Input for this task.
..........

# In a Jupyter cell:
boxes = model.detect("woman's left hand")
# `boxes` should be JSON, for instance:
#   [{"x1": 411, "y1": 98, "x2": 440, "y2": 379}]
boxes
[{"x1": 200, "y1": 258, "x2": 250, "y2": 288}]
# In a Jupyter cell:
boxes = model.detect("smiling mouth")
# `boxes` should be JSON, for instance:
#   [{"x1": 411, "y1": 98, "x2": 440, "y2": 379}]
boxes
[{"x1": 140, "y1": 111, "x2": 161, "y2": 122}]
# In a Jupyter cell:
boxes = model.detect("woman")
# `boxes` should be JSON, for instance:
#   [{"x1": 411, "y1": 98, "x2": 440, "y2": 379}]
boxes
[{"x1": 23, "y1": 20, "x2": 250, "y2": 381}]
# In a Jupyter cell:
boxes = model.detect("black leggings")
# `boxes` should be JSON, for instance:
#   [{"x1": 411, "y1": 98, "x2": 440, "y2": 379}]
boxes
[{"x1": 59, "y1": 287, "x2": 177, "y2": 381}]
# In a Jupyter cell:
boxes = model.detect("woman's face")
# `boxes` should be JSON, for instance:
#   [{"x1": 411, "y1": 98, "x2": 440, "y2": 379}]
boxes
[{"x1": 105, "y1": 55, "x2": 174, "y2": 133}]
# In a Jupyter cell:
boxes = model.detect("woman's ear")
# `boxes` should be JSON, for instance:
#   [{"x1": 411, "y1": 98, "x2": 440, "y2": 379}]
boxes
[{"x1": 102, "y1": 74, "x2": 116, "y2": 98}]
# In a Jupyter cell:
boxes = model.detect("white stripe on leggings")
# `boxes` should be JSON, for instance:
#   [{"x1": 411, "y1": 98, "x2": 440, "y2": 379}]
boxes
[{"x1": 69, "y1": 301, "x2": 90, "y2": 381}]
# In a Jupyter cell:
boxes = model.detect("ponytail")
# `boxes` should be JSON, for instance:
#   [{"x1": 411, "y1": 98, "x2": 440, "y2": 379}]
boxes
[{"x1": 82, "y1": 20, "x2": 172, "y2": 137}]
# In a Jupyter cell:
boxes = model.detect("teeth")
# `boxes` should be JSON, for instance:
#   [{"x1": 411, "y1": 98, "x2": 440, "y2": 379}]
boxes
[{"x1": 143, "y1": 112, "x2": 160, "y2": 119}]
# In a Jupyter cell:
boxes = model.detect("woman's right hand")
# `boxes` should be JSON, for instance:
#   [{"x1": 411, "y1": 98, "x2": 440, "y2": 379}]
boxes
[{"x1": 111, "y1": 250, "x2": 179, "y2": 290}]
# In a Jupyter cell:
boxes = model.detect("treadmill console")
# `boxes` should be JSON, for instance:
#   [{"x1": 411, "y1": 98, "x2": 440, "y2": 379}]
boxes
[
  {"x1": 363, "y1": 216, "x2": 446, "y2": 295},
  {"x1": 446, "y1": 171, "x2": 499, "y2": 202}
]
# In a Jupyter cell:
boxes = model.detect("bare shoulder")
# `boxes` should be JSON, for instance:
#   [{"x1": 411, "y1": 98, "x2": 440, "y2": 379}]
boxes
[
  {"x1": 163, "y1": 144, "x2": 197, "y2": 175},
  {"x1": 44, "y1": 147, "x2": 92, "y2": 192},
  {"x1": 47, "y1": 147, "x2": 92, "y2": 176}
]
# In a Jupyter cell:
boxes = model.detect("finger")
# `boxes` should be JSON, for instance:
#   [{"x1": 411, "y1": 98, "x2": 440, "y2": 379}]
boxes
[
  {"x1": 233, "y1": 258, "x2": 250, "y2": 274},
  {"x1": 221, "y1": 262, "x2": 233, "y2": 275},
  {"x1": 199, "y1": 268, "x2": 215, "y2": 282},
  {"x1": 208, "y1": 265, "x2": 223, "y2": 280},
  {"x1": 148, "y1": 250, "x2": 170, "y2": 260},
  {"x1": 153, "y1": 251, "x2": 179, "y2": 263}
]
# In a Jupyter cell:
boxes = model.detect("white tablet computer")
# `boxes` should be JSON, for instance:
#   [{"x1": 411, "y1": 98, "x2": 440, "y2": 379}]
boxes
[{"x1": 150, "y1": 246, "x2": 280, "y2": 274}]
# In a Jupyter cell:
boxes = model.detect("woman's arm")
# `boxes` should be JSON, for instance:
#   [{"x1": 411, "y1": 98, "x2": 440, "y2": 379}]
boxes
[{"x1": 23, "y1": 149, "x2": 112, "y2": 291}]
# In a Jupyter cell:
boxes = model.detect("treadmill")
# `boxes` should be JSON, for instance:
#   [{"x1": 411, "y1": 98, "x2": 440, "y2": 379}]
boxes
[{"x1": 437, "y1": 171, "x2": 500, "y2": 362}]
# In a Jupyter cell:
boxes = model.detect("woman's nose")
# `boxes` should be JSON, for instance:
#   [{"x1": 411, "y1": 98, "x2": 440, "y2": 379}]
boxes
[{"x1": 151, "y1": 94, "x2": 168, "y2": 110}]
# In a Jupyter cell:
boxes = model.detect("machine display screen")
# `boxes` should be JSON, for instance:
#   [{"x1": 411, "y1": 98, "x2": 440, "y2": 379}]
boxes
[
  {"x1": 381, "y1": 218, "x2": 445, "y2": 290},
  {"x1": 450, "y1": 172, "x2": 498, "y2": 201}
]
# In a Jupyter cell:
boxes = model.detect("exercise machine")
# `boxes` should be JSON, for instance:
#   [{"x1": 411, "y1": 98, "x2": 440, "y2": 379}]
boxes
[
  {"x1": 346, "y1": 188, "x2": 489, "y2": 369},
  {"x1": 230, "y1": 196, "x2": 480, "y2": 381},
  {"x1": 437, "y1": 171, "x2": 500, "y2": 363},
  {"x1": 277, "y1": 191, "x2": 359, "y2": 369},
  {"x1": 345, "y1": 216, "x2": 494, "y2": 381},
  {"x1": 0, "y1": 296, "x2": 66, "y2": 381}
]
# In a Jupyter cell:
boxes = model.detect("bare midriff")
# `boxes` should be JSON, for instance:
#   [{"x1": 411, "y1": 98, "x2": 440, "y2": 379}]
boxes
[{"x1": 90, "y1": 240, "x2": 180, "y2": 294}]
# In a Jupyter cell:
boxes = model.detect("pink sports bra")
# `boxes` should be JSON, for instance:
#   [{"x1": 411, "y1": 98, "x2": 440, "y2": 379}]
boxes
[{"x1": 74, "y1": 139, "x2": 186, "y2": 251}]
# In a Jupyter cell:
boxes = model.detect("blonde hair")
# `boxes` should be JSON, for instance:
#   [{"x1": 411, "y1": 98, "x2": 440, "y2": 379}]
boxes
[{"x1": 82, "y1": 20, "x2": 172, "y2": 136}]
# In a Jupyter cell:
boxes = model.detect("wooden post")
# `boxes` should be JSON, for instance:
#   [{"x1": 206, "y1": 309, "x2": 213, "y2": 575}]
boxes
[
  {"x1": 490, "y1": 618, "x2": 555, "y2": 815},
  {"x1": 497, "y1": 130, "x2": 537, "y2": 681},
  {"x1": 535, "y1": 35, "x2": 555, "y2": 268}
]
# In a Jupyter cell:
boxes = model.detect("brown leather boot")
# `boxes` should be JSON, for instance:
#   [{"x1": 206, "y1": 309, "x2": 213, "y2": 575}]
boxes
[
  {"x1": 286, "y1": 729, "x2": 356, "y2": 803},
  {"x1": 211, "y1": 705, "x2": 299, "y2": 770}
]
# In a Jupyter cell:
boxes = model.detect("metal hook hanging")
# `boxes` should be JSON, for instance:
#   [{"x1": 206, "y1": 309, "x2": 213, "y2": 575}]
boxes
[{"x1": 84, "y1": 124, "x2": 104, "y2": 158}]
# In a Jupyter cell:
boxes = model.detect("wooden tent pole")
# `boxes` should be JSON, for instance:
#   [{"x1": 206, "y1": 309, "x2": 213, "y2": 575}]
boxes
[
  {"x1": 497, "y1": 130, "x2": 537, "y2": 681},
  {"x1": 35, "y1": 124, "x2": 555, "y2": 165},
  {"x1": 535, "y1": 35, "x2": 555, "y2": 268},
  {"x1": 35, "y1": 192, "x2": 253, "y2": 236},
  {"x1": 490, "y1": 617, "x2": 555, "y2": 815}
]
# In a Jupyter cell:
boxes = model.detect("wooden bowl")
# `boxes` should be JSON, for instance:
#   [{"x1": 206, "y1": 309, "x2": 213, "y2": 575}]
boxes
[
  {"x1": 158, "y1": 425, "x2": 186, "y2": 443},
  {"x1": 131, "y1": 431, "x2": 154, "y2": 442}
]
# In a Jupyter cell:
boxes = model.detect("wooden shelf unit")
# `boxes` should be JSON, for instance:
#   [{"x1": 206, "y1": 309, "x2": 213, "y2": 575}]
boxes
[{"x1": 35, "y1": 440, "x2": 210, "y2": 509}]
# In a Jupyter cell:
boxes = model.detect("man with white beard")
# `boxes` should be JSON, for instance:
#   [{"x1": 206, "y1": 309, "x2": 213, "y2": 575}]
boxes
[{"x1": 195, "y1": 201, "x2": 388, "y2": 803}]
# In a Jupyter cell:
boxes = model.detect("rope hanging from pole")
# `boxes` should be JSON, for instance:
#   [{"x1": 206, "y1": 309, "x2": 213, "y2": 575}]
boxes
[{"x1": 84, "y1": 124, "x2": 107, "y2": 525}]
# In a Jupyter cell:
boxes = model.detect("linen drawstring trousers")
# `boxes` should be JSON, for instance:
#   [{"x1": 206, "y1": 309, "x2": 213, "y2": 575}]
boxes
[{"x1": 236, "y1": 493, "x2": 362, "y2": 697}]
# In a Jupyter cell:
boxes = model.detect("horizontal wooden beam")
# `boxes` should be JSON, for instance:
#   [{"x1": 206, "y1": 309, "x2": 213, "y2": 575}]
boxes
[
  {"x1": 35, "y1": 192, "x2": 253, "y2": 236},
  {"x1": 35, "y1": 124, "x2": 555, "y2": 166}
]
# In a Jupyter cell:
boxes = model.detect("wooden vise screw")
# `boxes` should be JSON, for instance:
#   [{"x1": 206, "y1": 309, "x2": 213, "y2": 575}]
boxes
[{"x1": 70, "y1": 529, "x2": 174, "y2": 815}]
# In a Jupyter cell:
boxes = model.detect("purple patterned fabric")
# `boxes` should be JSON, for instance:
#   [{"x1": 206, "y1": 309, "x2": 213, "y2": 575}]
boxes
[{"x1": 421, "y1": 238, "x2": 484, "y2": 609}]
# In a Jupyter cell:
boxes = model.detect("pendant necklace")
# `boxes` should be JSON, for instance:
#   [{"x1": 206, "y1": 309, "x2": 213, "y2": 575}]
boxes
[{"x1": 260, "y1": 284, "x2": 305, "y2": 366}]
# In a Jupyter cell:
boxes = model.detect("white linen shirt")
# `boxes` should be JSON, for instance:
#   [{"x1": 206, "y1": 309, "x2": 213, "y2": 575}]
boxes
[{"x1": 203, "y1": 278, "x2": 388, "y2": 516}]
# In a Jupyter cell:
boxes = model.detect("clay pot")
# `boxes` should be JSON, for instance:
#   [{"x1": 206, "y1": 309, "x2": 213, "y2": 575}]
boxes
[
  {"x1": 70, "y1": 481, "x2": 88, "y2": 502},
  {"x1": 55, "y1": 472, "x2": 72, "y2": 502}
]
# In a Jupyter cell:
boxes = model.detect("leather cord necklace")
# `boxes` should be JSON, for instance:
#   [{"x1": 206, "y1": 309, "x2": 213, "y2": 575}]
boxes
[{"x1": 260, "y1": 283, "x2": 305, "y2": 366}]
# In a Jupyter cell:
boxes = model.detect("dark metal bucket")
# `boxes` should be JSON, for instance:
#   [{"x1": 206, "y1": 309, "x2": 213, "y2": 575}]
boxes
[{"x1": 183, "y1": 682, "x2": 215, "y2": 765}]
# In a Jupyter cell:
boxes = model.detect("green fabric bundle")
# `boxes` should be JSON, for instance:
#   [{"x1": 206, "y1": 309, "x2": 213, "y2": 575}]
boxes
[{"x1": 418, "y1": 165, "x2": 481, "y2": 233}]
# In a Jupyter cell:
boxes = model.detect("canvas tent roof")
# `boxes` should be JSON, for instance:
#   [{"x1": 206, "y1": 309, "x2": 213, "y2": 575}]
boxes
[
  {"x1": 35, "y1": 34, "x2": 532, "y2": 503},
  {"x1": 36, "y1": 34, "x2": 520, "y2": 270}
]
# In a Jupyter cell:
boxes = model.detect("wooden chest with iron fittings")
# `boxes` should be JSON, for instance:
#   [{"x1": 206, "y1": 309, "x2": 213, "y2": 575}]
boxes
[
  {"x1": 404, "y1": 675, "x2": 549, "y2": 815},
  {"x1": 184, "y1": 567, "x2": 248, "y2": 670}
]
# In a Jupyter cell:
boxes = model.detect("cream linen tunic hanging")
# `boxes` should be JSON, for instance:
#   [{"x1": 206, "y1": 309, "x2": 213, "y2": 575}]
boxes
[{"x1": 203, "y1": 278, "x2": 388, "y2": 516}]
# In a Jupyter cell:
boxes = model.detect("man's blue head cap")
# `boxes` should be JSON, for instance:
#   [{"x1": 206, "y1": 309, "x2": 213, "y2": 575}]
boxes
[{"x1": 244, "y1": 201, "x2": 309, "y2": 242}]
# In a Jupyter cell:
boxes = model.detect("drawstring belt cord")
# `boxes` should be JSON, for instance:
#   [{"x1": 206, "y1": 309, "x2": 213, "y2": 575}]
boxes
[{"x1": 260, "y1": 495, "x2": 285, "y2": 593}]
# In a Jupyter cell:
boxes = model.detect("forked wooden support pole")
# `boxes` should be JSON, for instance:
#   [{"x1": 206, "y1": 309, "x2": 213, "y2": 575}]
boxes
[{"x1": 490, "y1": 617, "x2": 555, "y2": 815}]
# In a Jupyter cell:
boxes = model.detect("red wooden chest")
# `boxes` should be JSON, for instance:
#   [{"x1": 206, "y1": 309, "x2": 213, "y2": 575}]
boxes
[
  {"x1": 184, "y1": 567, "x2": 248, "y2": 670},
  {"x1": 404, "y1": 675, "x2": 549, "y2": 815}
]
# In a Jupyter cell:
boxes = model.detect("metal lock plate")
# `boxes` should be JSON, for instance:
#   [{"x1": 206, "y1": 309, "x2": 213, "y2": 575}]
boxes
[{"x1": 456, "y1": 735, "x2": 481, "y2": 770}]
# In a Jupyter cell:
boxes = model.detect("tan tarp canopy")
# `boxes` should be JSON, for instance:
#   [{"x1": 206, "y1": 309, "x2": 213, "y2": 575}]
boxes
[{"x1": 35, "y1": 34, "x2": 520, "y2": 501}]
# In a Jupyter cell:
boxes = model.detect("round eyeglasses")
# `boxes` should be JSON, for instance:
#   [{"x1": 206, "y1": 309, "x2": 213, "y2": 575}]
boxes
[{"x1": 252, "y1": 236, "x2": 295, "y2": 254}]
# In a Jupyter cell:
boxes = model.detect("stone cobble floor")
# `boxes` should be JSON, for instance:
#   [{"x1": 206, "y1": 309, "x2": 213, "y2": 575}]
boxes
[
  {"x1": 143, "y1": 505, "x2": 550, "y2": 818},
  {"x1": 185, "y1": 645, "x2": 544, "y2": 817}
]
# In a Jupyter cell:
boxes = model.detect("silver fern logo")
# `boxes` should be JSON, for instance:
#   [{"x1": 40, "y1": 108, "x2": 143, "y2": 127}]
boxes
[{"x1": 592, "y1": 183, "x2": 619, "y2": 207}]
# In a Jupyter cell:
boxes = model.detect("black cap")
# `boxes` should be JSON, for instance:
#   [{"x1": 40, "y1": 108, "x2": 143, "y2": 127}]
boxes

..........

Problem. Tally the lines in the data above that contain the string "leather". Give only the number.

Exercise output. 2